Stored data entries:
::::
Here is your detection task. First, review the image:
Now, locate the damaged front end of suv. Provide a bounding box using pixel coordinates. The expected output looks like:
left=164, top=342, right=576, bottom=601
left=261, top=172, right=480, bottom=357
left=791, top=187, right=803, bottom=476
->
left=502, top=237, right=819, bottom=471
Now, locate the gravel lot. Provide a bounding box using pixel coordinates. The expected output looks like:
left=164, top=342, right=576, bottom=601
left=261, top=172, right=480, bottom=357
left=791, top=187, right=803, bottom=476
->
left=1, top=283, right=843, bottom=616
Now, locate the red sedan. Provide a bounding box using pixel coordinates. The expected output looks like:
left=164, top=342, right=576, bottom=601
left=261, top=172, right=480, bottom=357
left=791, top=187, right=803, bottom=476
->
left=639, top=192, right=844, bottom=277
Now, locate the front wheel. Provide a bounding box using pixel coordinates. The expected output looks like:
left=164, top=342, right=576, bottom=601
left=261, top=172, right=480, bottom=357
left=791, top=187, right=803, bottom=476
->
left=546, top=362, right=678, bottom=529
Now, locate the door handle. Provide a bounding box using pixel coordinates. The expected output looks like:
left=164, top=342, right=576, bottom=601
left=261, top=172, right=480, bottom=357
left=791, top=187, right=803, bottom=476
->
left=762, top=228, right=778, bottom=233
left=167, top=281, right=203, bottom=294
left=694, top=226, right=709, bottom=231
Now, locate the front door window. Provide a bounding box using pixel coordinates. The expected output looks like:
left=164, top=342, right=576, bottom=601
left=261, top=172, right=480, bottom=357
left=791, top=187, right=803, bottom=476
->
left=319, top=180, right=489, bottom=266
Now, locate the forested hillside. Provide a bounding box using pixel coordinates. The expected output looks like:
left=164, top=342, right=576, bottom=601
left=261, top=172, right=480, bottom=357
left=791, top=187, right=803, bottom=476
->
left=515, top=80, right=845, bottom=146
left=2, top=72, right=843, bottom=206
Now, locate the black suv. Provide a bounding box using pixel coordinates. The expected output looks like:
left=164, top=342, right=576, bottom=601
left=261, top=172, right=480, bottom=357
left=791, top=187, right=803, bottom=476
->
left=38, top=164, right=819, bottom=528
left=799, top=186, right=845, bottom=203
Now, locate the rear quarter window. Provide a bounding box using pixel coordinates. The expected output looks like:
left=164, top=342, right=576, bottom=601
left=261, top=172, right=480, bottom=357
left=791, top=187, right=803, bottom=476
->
::::
▶ [Exercise directions]: Check the entries above line by line and return each one containing the word "front".

▶ [Task response]:
Now, locate the damaged front end of suv. Provide a bounding box using pixel coordinates. The expected output looks like:
Now, locate the front wheel. Provide a bounding box using pixel coordinates. The expected output looks like:
Now, locate the front door window. Provide a bounding box using pixel coordinates. The expected output looks like:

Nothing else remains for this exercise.